#### [PAGE EXTRACT]
AP photo Additional outdoor seating extends into the street outside of Mike's Beer Bar on the Northside of Pittsburgh on July 12.

Restaurateurs said Tuesday that Pennsylvania’s statewide pandemic restrictions on their industry will force 7,500 establishments to shut down forever and leave more than 200,000 workers unemployed.

Unless, that is, Gov. Tom Wolf steps in to either roll back “arbitrary” capacity limits or support a bailout.

“As much as we hate to ask, we need financial assistance,” said Rui Lucas, who owns both Na’Brasa Brazilian Steakhouse and the Iron Abbey in Montgomery County. “The PPP (Paycheck Protection Program) loan program is over. The leadership in Washington is lacking. If we do not get grants or loans to pay our mortgages, employees and local taxes, we will not survive.”

Lucas’s sentiments aren’t unique. He and the owners of other establishments across the state gathered before the House Majority Policy Committee on Tuesday to illuminate the dire situation in which most find themselves since Wolf began restricting service at bars and restaurants March 17.

Point localization data:
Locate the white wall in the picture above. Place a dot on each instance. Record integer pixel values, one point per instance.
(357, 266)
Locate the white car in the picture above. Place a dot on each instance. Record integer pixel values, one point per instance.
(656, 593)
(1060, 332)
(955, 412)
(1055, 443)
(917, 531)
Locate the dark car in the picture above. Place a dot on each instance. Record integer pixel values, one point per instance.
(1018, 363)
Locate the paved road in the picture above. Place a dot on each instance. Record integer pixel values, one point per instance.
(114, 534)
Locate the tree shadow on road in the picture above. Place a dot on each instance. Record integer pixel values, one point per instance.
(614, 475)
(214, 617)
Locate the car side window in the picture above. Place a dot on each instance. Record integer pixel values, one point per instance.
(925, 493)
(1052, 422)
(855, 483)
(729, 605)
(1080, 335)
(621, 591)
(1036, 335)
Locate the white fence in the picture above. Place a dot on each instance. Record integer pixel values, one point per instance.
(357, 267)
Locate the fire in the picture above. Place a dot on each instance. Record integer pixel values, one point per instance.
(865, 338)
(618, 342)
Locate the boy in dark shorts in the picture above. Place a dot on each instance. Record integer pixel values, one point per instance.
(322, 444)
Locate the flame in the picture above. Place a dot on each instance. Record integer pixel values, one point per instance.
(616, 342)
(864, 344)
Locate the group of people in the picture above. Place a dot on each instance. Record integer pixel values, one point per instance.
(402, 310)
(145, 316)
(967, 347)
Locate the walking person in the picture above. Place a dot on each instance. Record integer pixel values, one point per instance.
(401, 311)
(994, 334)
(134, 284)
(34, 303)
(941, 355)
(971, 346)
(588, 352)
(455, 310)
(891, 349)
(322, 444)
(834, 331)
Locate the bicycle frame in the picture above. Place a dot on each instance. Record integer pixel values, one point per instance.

#### [TASKS FOR THIS EXERCISE]
- A) Retype the Pennsylvania restaurant article from "Restaurateurs said Tuesday" to "support a bailout.".
- B) List every bar or restaurant that the Pennsylvania restaurant article mentions by name.

#### [EXERCISE RESPONSES]
- A)
Restaurateurs said Tuesday that Pennsylvania’s statewide pandemic restrictions on their industry will force 7,500 establishments to shut down forever and leave more than 200,000 workers unemployed.

Unless, that is, Gov. Tom Wolf steps in to either roll back “arbitrary” capacity limits or support a bailout.

- B)
Mike's Beer Bar
Na'Brasa Brazilian Steakhouse
Iron Abbey